■ **WHAT THE TASK ASKS**: Your task is to filter the entries and copy every line containing the string "white".

Image-grounded pointing data
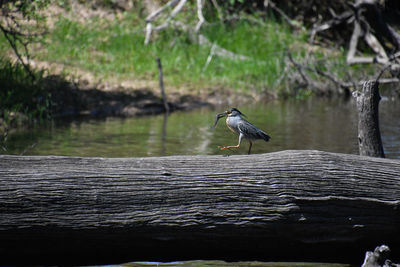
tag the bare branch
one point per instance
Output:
(199, 15)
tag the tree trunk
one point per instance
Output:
(369, 135)
(282, 206)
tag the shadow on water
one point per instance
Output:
(321, 124)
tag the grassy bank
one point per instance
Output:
(113, 49)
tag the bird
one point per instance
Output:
(237, 124)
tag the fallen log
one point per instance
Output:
(289, 205)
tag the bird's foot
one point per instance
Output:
(227, 147)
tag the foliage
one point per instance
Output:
(116, 50)
(20, 95)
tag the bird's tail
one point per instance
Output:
(265, 136)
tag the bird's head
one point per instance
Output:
(230, 113)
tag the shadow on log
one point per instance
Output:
(282, 206)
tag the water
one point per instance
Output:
(322, 124)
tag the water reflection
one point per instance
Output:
(322, 124)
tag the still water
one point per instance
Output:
(322, 124)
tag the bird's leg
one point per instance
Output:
(250, 146)
(237, 146)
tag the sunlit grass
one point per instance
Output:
(116, 49)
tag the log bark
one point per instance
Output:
(369, 135)
(290, 205)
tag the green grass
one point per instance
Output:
(20, 94)
(116, 49)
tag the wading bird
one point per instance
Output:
(237, 124)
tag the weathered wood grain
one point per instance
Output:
(289, 205)
(369, 135)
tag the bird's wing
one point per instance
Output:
(247, 129)
(252, 132)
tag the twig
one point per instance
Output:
(199, 15)
(210, 56)
(280, 11)
(298, 67)
(164, 97)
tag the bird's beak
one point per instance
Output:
(221, 115)
(217, 117)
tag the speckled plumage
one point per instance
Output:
(237, 124)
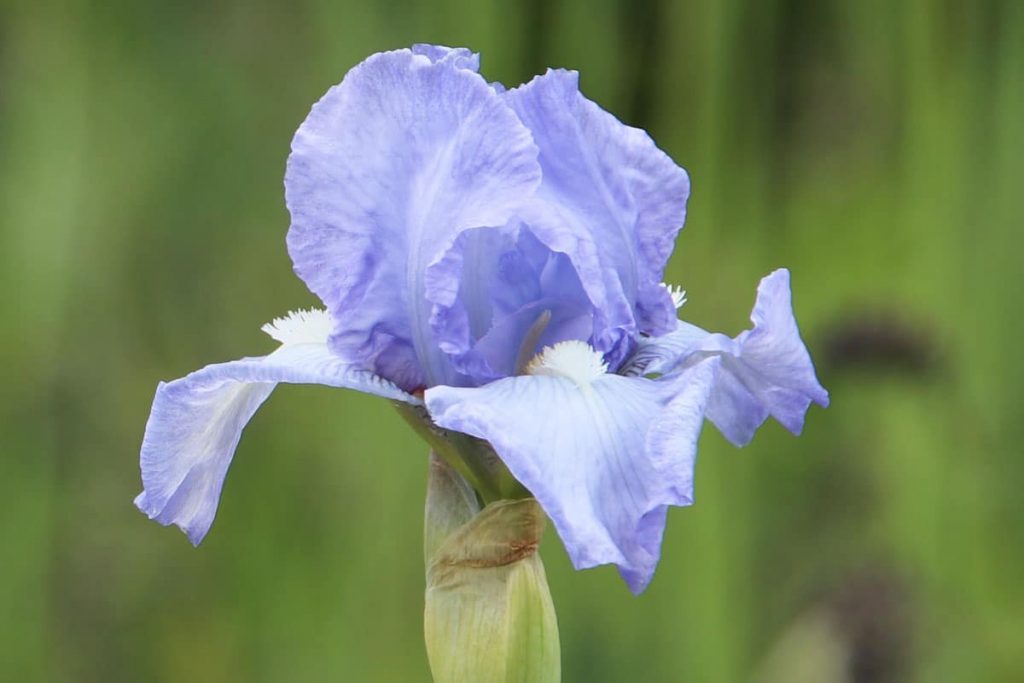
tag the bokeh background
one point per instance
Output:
(875, 147)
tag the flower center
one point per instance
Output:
(677, 293)
(574, 360)
(309, 326)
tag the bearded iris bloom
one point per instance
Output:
(494, 259)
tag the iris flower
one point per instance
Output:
(494, 258)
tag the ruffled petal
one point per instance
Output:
(507, 281)
(386, 171)
(610, 200)
(460, 57)
(765, 371)
(197, 421)
(603, 458)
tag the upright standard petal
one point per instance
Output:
(412, 148)
(514, 297)
(765, 371)
(602, 454)
(197, 421)
(610, 200)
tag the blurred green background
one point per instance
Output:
(875, 147)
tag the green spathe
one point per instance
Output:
(488, 615)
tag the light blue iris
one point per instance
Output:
(453, 230)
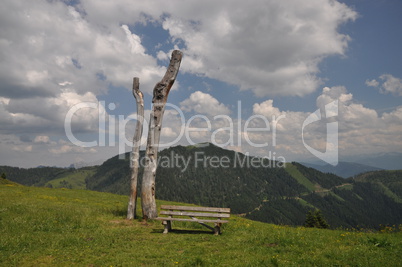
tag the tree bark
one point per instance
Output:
(160, 95)
(135, 153)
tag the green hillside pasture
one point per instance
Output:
(72, 180)
(61, 227)
(295, 173)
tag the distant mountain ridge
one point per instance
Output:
(265, 191)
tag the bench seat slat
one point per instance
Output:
(189, 208)
(190, 220)
(195, 214)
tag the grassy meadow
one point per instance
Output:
(63, 227)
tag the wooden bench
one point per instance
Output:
(201, 215)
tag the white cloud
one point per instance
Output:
(372, 83)
(390, 84)
(270, 47)
(361, 129)
(203, 103)
(42, 139)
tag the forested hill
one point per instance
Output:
(257, 188)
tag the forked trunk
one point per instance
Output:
(160, 95)
(135, 154)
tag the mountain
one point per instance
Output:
(253, 187)
(388, 161)
(256, 188)
(343, 169)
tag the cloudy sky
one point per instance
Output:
(265, 77)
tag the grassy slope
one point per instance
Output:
(295, 173)
(75, 179)
(60, 227)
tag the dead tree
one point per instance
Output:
(135, 154)
(160, 95)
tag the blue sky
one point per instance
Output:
(268, 59)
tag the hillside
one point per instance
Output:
(265, 192)
(343, 169)
(62, 227)
(254, 188)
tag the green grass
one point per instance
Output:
(301, 179)
(61, 227)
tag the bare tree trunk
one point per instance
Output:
(135, 154)
(161, 92)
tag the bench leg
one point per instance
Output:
(168, 226)
(217, 228)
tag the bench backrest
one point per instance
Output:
(195, 211)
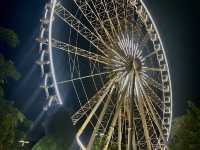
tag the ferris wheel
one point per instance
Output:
(115, 66)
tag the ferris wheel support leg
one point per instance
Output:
(91, 115)
(111, 130)
(119, 131)
(99, 121)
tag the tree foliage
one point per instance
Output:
(186, 130)
(60, 133)
(8, 37)
(13, 124)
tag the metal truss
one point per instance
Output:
(131, 107)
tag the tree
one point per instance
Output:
(59, 132)
(186, 130)
(13, 124)
(8, 37)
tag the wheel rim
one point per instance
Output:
(131, 105)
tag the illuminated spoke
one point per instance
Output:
(76, 24)
(153, 82)
(81, 52)
(152, 69)
(84, 77)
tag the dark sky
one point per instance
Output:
(177, 21)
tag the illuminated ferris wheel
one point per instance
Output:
(116, 68)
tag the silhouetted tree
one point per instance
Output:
(185, 133)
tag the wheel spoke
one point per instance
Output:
(84, 53)
(153, 82)
(152, 69)
(89, 76)
(76, 24)
(94, 20)
(150, 55)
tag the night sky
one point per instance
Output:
(177, 21)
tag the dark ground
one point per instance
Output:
(177, 21)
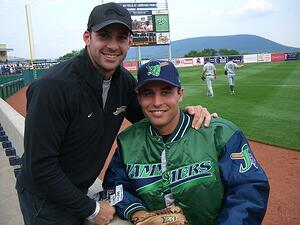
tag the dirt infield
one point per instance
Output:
(282, 167)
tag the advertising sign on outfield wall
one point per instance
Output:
(250, 58)
(290, 56)
(264, 57)
(277, 57)
(198, 61)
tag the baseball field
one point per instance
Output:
(266, 105)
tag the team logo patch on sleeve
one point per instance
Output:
(246, 156)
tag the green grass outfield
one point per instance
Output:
(266, 105)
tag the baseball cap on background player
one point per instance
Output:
(109, 13)
(158, 70)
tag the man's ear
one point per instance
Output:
(138, 97)
(181, 94)
(130, 40)
(87, 37)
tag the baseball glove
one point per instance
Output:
(166, 216)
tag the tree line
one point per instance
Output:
(193, 53)
(211, 52)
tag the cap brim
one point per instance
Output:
(108, 22)
(140, 84)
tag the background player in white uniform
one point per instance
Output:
(230, 67)
(209, 71)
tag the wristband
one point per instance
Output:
(97, 210)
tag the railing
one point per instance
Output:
(9, 88)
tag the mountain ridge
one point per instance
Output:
(243, 43)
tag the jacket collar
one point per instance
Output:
(181, 129)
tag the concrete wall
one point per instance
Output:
(13, 134)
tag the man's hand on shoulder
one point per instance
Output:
(201, 116)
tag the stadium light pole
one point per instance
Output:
(30, 38)
(170, 47)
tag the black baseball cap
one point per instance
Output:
(109, 13)
(158, 70)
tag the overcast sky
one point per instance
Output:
(58, 25)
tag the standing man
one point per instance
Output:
(209, 72)
(230, 68)
(73, 116)
(211, 174)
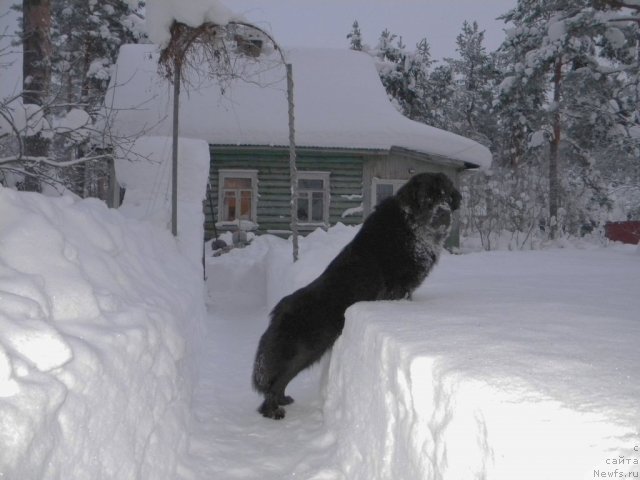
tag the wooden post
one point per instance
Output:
(174, 153)
(292, 163)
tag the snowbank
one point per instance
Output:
(504, 366)
(144, 170)
(95, 333)
(264, 272)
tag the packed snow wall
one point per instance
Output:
(98, 315)
(491, 374)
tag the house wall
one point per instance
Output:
(350, 171)
(272, 164)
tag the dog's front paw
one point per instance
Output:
(271, 410)
(285, 400)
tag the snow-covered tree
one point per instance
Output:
(69, 48)
(568, 58)
(355, 37)
(475, 77)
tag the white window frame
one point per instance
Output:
(326, 198)
(237, 173)
(396, 183)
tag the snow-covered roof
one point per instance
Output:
(339, 103)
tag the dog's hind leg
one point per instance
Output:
(275, 397)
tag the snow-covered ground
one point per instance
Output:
(505, 365)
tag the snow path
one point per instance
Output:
(229, 438)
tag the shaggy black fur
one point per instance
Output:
(388, 259)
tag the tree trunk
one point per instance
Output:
(554, 182)
(36, 74)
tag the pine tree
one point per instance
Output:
(566, 46)
(36, 74)
(87, 37)
(475, 78)
(355, 37)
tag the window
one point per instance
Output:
(385, 187)
(313, 198)
(237, 195)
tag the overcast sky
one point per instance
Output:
(327, 22)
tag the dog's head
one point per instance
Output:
(425, 192)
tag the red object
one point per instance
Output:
(625, 232)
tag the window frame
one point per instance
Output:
(224, 174)
(325, 177)
(395, 183)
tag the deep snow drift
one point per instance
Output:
(97, 317)
(505, 365)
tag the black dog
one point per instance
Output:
(388, 259)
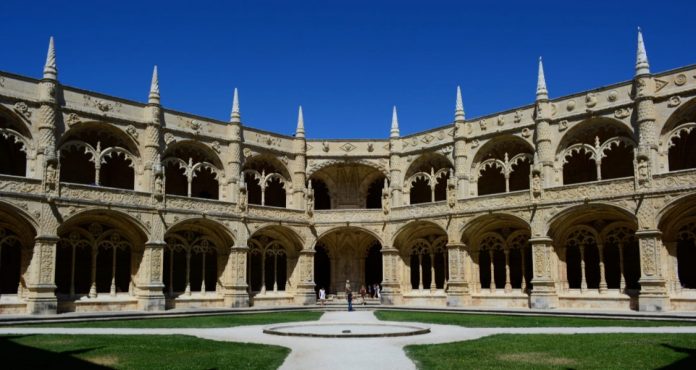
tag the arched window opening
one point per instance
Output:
(253, 188)
(441, 186)
(423, 256)
(13, 160)
(10, 261)
(681, 148)
(686, 255)
(322, 198)
(374, 194)
(76, 166)
(267, 181)
(117, 172)
(420, 191)
(579, 167)
(491, 181)
(204, 184)
(97, 259)
(269, 266)
(175, 179)
(618, 161)
(426, 178)
(275, 192)
(192, 169)
(373, 265)
(190, 263)
(322, 269)
(519, 177)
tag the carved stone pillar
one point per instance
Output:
(150, 287)
(458, 283)
(391, 293)
(305, 288)
(653, 287)
(234, 284)
(543, 293)
(41, 297)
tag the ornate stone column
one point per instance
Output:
(391, 292)
(653, 287)
(305, 288)
(234, 277)
(149, 292)
(458, 283)
(41, 297)
(543, 293)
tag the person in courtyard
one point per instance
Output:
(322, 296)
(349, 297)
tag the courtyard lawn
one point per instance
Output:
(134, 352)
(220, 321)
(501, 321)
(577, 351)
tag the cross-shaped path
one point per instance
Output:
(347, 353)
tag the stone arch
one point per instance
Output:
(425, 180)
(677, 222)
(679, 144)
(273, 271)
(500, 252)
(99, 252)
(423, 253)
(18, 231)
(685, 113)
(16, 144)
(502, 165)
(268, 181)
(350, 184)
(98, 153)
(192, 169)
(195, 256)
(319, 165)
(352, 254)
(586, 259)
(595, 149)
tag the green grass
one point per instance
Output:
(134, 352)
(495, 321)
(576, 351)
(194, 321)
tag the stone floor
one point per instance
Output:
(346, 353)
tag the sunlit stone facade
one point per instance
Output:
(585, 201)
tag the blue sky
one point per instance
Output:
(345, 62)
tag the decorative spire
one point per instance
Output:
(235, 117)
(395, 124)
(300, 124)
(642, 65)
(542, 93)
(153, 98)
(50, 69)
(459, 107)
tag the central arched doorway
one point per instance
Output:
(347, 254)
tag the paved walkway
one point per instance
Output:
(347, 353)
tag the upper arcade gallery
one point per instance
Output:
(584, 201)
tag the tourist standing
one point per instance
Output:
(349, 297)
(322, 296)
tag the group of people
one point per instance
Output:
(373, 291)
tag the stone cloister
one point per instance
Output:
(585, 201)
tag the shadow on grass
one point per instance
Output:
(26, 357)
(688, 362)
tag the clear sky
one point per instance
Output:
(346, 62)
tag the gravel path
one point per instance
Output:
(347, 353)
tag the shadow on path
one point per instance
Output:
(19, 356)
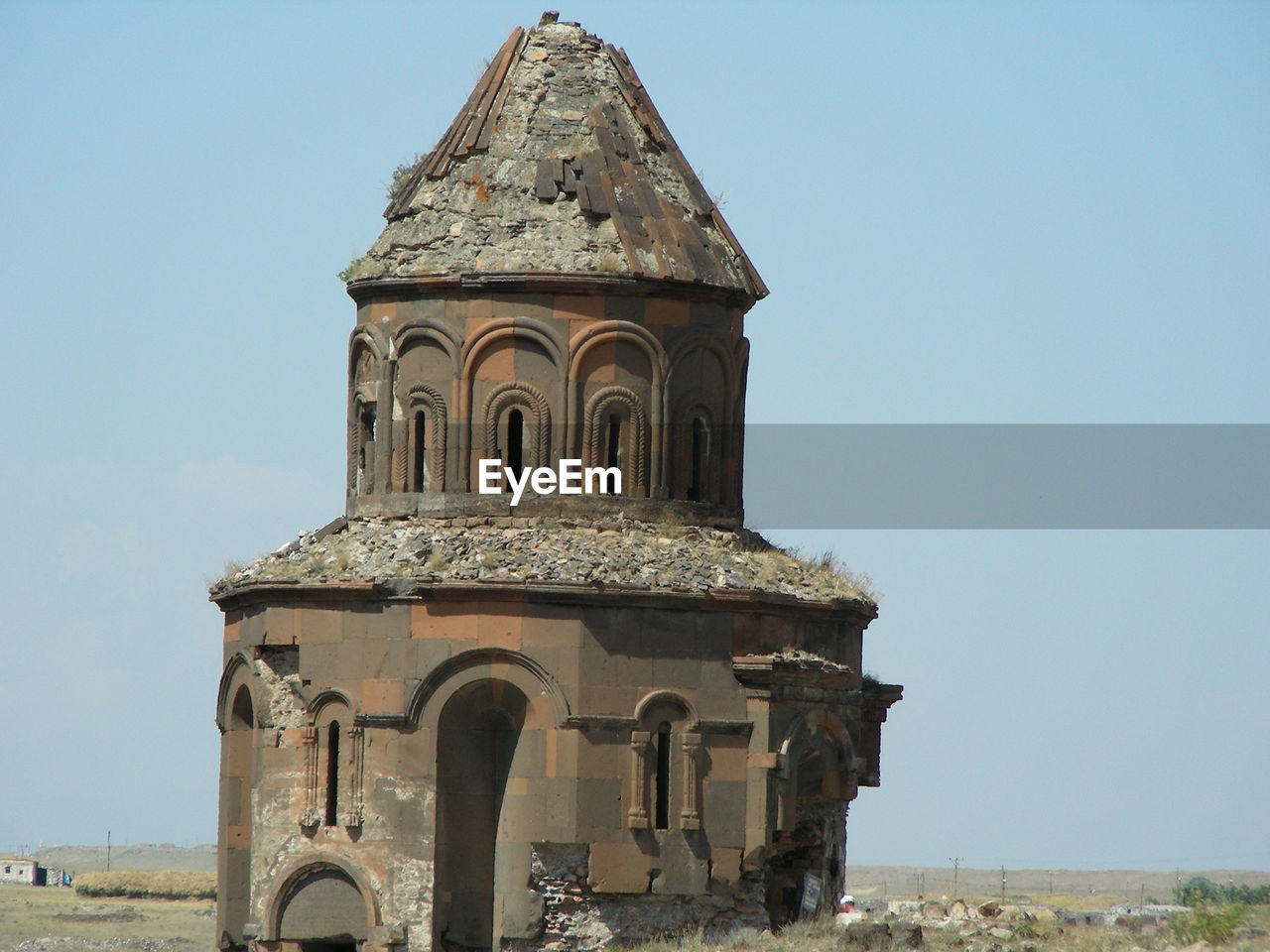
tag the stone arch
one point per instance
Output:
(366, 363)
(238, 721)
(599, 331)
(500, 403)
(815, 765)
(697, 454)
(488, 715)
(429, 329)
(425, 405)
(238, 670)
(490, 333)
(811, 722)
(333, 780)
(666, 746)
(310, 870)
(479, 734)
(452, 673)
(500, 327)
(710, 344)
(656, 698)
(634, 444)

■ **EXERCISE RESULT**:
tag the white cloud
tag the background player in white uniform
tag the white window frame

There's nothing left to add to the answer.